▶ WHAT IS REQUIRED:
The line containing "spaghetti package ->" marks where to begin; quote it and every line after it through the end of the data, exactly as written.

▶ RECORDS SHOWN:
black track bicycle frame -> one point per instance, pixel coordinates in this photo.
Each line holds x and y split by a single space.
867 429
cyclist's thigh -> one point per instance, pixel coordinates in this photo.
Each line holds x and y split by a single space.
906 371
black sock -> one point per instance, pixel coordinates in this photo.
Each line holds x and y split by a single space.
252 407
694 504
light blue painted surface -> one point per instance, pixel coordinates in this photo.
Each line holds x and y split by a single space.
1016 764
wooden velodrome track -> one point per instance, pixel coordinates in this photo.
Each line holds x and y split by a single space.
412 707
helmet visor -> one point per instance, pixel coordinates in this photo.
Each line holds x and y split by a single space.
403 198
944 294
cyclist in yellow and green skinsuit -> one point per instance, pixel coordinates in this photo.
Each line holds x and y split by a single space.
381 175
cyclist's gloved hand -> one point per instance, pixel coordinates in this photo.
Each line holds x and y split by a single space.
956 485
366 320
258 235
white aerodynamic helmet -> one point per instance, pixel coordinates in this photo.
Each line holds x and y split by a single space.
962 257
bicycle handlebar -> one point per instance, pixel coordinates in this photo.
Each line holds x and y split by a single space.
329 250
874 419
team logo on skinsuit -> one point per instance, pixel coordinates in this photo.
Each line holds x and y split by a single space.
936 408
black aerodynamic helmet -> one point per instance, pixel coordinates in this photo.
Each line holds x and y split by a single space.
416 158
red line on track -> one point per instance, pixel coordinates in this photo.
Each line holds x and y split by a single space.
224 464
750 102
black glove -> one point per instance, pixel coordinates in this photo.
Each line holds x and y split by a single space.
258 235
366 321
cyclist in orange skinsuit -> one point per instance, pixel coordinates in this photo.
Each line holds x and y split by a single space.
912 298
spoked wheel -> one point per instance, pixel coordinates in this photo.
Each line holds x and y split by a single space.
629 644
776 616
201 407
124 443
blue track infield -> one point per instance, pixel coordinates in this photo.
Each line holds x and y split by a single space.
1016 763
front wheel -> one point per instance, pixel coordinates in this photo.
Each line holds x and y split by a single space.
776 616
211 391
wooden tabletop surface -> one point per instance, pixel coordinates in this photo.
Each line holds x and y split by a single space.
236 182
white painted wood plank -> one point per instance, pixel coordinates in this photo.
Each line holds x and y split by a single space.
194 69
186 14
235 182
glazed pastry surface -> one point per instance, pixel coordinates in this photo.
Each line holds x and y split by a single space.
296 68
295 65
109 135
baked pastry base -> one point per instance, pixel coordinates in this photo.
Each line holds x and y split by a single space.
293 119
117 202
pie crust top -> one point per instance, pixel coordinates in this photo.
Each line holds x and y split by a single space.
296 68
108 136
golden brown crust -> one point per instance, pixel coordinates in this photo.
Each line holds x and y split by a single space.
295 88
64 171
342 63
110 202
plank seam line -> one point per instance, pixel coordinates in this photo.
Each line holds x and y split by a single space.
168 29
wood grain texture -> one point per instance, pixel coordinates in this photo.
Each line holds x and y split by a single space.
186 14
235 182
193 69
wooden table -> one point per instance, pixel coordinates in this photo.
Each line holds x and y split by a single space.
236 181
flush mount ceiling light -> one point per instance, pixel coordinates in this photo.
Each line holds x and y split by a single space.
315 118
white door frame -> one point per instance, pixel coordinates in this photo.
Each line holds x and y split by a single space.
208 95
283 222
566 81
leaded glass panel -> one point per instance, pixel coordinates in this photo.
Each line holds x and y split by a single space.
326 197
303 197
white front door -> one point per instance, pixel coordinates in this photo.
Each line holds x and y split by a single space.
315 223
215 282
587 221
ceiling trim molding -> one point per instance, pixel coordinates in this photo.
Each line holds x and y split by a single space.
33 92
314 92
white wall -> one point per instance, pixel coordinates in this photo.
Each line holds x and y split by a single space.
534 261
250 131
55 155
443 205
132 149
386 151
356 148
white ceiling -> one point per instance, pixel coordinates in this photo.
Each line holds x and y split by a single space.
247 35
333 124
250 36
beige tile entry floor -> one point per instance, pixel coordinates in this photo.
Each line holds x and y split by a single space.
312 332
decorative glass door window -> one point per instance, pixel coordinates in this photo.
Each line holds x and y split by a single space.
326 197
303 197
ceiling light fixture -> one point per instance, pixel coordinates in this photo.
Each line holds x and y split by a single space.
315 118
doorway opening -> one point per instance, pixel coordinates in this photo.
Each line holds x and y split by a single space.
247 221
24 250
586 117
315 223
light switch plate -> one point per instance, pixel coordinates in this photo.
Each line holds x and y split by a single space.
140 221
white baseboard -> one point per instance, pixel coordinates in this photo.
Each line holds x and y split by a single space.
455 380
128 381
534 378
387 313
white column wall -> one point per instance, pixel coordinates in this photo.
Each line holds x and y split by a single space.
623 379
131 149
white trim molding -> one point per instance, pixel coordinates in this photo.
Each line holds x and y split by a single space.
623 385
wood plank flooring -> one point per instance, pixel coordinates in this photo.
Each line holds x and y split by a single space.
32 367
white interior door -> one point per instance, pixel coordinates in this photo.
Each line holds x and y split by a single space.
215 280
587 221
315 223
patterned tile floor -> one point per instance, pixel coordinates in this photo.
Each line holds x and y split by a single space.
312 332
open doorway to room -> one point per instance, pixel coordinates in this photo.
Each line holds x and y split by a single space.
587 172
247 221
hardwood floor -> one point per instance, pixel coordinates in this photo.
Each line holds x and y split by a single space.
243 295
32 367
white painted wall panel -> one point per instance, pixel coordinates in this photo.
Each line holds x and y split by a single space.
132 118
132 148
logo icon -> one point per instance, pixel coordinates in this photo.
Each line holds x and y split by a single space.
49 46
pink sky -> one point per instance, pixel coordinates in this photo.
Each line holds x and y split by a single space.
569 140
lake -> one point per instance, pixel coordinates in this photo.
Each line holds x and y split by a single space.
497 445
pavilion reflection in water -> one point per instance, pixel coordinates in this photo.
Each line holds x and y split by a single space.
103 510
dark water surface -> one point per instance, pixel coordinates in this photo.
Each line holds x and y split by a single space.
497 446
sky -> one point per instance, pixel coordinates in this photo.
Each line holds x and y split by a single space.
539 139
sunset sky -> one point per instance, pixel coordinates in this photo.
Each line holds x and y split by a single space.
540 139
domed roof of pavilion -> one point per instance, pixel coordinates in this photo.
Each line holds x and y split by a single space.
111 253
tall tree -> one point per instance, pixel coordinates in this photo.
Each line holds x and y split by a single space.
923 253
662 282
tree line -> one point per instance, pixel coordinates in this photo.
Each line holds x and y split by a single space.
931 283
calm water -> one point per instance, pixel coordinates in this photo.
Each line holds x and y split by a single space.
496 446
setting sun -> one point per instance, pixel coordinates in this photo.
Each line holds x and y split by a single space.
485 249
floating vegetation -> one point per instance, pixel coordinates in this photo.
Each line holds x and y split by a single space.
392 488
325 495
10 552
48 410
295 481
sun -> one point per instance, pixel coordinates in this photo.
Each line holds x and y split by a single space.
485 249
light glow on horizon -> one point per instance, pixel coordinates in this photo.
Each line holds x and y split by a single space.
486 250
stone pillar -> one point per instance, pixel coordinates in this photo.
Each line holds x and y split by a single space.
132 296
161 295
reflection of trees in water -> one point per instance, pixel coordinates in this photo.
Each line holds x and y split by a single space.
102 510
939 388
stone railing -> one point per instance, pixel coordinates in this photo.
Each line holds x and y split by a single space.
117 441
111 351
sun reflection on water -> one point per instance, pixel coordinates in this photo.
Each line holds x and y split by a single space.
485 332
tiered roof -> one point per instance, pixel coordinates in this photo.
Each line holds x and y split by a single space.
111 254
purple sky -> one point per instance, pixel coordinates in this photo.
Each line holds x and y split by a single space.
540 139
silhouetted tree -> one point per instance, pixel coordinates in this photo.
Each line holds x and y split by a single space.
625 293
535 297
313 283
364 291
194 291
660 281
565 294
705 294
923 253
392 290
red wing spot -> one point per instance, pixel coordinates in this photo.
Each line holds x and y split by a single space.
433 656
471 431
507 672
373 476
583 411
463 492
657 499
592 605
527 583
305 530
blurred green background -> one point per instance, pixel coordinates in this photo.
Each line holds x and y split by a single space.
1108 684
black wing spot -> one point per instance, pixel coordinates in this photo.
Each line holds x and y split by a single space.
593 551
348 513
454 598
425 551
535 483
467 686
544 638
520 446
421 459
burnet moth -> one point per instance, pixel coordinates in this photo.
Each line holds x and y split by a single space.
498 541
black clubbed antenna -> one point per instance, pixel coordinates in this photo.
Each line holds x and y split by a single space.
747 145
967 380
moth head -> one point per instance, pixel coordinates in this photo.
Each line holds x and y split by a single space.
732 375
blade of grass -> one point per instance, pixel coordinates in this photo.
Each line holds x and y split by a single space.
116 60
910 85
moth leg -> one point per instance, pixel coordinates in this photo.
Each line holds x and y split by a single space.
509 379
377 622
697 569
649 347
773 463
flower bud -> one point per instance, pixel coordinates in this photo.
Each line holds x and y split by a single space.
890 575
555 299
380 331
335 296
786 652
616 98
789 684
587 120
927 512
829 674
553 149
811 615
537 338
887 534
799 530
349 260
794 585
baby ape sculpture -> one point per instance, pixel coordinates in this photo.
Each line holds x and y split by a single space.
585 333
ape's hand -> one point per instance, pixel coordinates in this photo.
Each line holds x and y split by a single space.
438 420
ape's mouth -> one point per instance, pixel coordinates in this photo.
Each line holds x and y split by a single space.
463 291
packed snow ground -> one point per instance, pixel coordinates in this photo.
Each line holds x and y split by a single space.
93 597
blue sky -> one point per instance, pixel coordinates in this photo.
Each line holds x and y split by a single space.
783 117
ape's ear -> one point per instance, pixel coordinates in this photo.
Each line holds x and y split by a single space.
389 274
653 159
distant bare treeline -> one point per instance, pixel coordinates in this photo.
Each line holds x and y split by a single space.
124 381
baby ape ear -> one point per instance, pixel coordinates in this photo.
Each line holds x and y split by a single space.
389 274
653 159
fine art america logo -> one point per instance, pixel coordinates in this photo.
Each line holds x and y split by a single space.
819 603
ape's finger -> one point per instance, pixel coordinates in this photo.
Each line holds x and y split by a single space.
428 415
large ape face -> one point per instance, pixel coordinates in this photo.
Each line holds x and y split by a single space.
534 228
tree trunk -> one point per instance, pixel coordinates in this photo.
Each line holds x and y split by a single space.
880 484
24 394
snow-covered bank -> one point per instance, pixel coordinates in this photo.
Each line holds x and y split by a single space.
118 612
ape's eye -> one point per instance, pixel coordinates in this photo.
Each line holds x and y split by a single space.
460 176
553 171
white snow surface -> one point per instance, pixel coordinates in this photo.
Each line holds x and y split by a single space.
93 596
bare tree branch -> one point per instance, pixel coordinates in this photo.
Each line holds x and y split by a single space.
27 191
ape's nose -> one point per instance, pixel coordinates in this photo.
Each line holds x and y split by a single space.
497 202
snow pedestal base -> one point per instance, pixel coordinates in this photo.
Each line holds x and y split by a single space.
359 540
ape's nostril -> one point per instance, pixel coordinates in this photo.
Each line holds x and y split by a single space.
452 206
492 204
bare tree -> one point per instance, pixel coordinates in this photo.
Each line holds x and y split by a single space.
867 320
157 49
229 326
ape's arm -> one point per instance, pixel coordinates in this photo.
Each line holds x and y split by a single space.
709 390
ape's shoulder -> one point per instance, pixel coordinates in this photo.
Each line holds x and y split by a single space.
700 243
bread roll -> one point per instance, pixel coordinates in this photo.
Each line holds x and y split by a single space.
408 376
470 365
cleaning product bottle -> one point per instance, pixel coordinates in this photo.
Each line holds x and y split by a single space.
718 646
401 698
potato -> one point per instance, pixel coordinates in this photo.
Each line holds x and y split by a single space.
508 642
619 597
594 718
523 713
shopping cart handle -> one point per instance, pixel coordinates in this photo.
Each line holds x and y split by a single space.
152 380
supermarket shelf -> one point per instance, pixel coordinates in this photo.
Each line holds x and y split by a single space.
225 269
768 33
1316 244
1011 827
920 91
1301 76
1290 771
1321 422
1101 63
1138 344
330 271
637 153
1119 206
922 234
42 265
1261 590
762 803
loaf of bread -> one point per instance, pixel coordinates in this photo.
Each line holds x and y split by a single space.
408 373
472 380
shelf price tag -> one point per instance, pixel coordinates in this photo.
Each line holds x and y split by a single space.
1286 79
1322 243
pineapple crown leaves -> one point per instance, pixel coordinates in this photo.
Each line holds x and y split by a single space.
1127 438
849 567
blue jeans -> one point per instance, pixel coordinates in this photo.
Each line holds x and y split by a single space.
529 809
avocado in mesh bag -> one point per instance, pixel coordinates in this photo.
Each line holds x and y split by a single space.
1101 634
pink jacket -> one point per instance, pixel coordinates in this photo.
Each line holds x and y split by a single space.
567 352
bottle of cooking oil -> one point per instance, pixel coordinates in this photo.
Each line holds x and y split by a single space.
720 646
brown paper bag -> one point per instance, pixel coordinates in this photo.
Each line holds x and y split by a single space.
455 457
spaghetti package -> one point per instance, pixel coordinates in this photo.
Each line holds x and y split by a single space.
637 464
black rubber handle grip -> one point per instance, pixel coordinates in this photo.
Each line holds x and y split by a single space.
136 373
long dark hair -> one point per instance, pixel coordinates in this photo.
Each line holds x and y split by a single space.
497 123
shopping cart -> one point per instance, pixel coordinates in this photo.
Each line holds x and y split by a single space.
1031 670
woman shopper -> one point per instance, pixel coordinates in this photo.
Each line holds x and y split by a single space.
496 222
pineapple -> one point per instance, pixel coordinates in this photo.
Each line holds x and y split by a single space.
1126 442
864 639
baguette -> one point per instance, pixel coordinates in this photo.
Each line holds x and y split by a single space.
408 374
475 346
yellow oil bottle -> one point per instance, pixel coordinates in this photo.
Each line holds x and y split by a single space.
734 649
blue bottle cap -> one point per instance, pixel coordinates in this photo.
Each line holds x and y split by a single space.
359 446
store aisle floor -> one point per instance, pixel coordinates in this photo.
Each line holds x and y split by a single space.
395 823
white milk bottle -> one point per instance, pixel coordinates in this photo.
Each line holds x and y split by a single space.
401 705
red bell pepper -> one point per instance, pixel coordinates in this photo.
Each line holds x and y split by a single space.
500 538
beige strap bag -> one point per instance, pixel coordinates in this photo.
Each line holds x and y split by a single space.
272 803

▶ COMPLETE ANSWER:
spaghetti package -> one point per instance, pixel coordinates in this photo.
Each line holds x and y split by a single space.
637 464
black rubber handle grip -> one point per instance, pixel coordinates in this photo.
Each line holds x and y split by a single space.
136 373
long dark hair -> one point per instance, pixel coordinates in this photo.
Each line holds x and y split by a single space.
497 123
shopping cart -> one point per instance, pixel coordinates in this photo.
Each line holds x and y split by a single space.
1031 670
woman shopper -> one point per instance, pixel coordinates in this photo.
Each line holds x and y split by a single space.
496 222
pineapple -> one point per instance, pixel coordinates in this photo.
Each line holds x and y split by a single space.
1126 442
864 639
baguette -> one point per instance, pixel coordinates in this photo.
Each line holds x and y split by a single space.
408 374
475 346
yellow oil bottle -> one point per instance, pixel coordinates in this photo.
Each line holds x and y split by a single space.
734 649
blue bottle cap -> one point per instance, pixel coordinates in this photo.
Each line holds x and y split by a single space.
359 446
store aisle floor -> one point per instance, pixel coordinates in this photo.
Each line holds x and y split by a single space.
395 823
white milk bottle -> one point per instance, pixel coordinates in this photo.
Each line holds x and y split by a single space.
401 705
red bell pepper -> one point per instance, pixel coordinates in this photo.
Each line holds x and y split by a single space.
500 538
beige strap bag -> one point per instance, pixel coordinates in this photo.
Each line holds x and y split by a single space.
272 803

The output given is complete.